_Exercise goal_:
In the report on the NSW strikes, how many bus drivers in Sydney's inner west walked off the job?

_Source extract_:
Schools, buses, and trains ground to a halt on Tuesday as part of a week-long industrial action calling on the NSW Government to address pay freezes, special COVID workplace compensation overhauls, and staff shortages.

“It’s one of the largest strike days in recent memory,” said Unions NSW. “But they’re not just striking for their job security and standard of living, but for all of us. For better schools and better public transport services.”

New modelling from progressive policy researchers The McKell Institute found that not increasing wages above inflation would reduce economic activity in the education industry $347 million per year, with individual teachers facing a wage cut of $511 annually. It’s a grimmer situation for Sydney Trains employees, who the Institute predicts will cop a wage cut of around $930 on average per week, reducing economic activity in NSW by $80.1 million.

Public Transport

The strikes began at the start of the week, with over 1000 bus drivers in Sydney’s inner west walking off the job to incite the NSW Government to intervene in stalled negotiations with the city’s metro bus network operator Transit Systems. The Transport Workers Union said privatised bus drivers earn more than their public counterparts despite doing the same job.

Natural-language object grounding data:
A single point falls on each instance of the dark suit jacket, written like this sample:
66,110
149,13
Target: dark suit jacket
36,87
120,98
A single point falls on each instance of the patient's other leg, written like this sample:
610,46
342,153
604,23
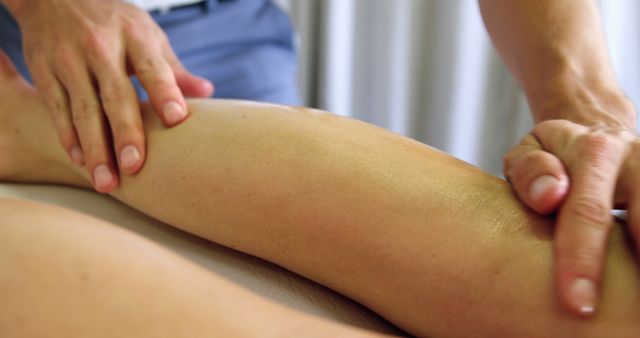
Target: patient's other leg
64,274
431,243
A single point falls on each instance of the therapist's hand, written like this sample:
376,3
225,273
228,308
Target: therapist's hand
582,167
80,55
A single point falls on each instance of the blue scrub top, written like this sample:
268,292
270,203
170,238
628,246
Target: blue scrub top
245,47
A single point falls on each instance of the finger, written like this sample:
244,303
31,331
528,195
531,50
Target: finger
120,104
538,177
585,222
57,103
191,85
7,69
157,78
89,122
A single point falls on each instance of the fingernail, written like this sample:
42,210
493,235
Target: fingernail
582,295
129,157
541,185
76,155
173,112
207,85
102,176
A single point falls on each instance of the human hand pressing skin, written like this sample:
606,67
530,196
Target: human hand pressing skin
582,167
80,55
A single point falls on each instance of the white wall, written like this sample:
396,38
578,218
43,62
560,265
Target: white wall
426,69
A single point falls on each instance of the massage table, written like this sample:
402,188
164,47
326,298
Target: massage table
257,275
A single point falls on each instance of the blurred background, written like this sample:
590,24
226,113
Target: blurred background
426,69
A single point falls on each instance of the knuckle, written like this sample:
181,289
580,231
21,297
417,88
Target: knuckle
112,93
66,136
96,41
147,67
84,110
66,58
592,211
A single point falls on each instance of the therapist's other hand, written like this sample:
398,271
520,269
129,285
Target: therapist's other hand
80,55
581,168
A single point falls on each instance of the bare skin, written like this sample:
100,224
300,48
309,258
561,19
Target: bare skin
429,242
64,274
80,55
581,157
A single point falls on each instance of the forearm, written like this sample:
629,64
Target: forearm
429,242
557,51
423,239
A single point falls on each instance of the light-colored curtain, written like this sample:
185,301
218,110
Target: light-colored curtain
426,69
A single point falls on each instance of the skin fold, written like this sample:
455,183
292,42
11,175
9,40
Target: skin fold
431,243
65,274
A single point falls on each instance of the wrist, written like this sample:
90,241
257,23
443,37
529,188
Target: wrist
587,99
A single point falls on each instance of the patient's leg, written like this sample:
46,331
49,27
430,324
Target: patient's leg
429,242
64,274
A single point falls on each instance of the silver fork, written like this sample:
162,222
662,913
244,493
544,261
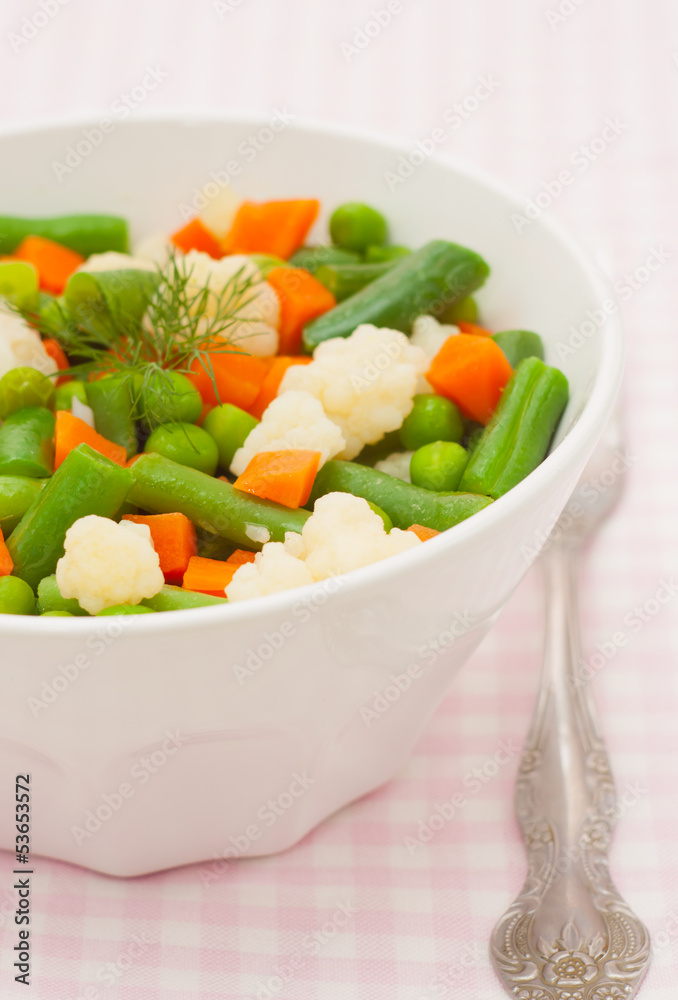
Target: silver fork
569,935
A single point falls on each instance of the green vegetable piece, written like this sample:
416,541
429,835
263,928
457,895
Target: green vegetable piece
111,401
438,466
173,397
86,234
125,609
405,504
17,493
520,430
162,486
229,426
355,226
16,597
344,280
186,444
311,258
85,483
266,262
176,599
21,387
432,418
381,255
27,443
388,523
519,344
466,309
427,281
19,283
106,302
66,392
50,600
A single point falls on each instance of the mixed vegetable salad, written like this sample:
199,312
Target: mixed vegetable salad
228,412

_Answer space_:
Over 1000 bus drivers.